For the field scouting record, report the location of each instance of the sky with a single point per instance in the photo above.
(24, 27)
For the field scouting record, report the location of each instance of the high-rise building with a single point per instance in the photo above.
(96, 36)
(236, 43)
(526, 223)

# # # # #

| Aim of the exercise |
Recast the records above as a Markdown table with two columns, Row and Record Line, giving each non-blank line its own row and numbering the rows in order.

| Complete response |
| Row | Record Line |
|---|---|
| 1 | For the field scouting record, report the location of each instance of the sky with a single point per instance in the photo above. |
| 2 | (24, 27) |
| 3 | For the field scouting record, report the location of each instance of the high-rise building with a single point per instance in the photo above. |
| 4 | (96, 36) |
| 5 | (236, 43) |
| 6 | (526, 223) |